* **GIVEN DATA**
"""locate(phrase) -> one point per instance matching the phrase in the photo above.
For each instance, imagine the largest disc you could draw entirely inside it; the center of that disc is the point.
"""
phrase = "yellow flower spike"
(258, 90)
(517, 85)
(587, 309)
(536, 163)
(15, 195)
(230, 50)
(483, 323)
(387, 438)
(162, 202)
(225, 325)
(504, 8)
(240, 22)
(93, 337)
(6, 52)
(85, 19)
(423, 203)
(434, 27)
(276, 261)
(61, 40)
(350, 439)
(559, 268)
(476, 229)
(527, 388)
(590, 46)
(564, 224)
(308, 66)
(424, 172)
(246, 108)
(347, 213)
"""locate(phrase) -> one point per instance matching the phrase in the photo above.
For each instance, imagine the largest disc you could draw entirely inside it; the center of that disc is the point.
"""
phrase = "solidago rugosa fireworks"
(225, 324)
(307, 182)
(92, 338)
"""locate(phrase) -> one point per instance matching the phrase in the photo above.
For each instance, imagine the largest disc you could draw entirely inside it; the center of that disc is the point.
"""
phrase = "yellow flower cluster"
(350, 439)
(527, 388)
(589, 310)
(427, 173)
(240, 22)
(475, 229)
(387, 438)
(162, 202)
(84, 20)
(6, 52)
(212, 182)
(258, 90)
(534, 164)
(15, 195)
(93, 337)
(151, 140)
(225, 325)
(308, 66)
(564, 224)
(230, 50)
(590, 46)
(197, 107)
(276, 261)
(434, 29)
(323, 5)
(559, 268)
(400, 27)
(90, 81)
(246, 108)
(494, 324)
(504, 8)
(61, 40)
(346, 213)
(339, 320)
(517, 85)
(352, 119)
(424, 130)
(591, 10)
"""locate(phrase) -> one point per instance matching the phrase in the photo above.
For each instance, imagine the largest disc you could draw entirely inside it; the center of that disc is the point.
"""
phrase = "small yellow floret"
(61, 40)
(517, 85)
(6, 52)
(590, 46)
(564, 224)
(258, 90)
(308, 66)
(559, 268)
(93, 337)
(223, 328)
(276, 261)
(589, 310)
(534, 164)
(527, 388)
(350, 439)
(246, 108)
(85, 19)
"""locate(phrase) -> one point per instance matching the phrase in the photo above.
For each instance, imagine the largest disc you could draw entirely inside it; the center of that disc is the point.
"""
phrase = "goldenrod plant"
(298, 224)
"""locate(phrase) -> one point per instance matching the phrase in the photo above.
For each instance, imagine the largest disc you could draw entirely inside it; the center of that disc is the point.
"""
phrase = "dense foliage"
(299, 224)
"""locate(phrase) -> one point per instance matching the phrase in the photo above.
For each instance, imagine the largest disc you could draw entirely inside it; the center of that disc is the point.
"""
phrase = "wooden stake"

* **EXERCISE DETAILS**
Go through the listing and write out each line exactly.

* **EXERCISE RESPONSE**
"""locate(phrase) -> one point per instance matching the phrase in the photo above.
For each instance, imagine the largest disc you could draw entirely inside it; the center of that disc is the point.
"""
phrase = "yellow flower spike"
(258, 90)
(517, 85)
(587, 309)
(536, 163)
(15, 195)
(230, 50)
(483, 323)
(387, 438)
(162, 202)
(225, 325)
(504, 8)
(240, 22)
(93, 337)
(6, 52)
(85, 19)
(423, 203)
(434, 27)
(276, 261)
(61, 40)
(350, 439)
(559, 268)
(476, 229)
(527, 388)
(590, 46)
(564, 224)
(308, 66)
(424, 172)
(246, 108)
(347, 213)
"""locate(phrase) -> one point per instance matching the phrase in the photo above.
For each instance, imagine the largest disc you could draw entirely inside it; the center of that disc is the point.
"""
phrase = "solidago rugosa fireworks"
(225, 324)
(307, 182)
(92, 338)
"""locate(phrase) -> one point per instance matching the phrase in the photo above.
For each instance, imagine the largest disc you could draw entirely inside it; the center of that disc is the point.
"""
phrase = "yellow flower cluster"
(350, 439)
(527, 388)
(589, 310)
(427, 173)
(240, 22)
(475, 229)
(387, 438)
(162, 202)
(84, 20)
(6, 52)
(212, 182)
(258, 90)
(534, 164)
(15, 195)
(93, 337)
(151, 140)
(225, 325)
(308, 66)
(564, 224)
(230, 50)
(590, 46)
(197, 107)
(276, 261)
(434, 29)
(323, 5)
(559, 268)
(400, 27)
(90, 81)
(246, 108)
(494, 324)
(504, 8)
(61, 40)
(346, 213)
(339, 320)
(517, 85)
(352, 119)
(424, 130)
(591, 10)
"""locate(phrase) -> one point per instance matching the phrase in the photo above.
For each instance, imagine the largest disc you could draw entirely inside it; the center of that disc is the point.
"""
phrase = "small yellow floret"
(61, 40)
(517, 85)
(6, 52)
(590, 46)
(564, 224)
(258, 90)
(308, 66)
(559, 268)
(93, 337)
(223, 328)
(276, 261)
(589, 310)
(534, 164)
(527, 388)
(350, 439)
(246, 108)
(85, 19)
"""locate(phrase) -> one point per instance matching the phrase in the photo above.
For each instance, imagine the largest disc you could draw entirely inside it; the center of that disc is the point.
"""
phrase = "goldenrod plant"
(298, 224)
"""locate(phrase) -> one point per instance matching the phrase in the photo above.
For each instance, imagine the largest disc you could draw entirely inside it; the center of that disc is the point.
"""
phrase = "dense foliage"
(299, 224)
"""locate(phrase) -> one point per instance matching the phrase in the photo above.
For each instance, imagine the largest disc you could draw entirely inside it; the center of that disc is the point.
"""
phrase = "wooden stake"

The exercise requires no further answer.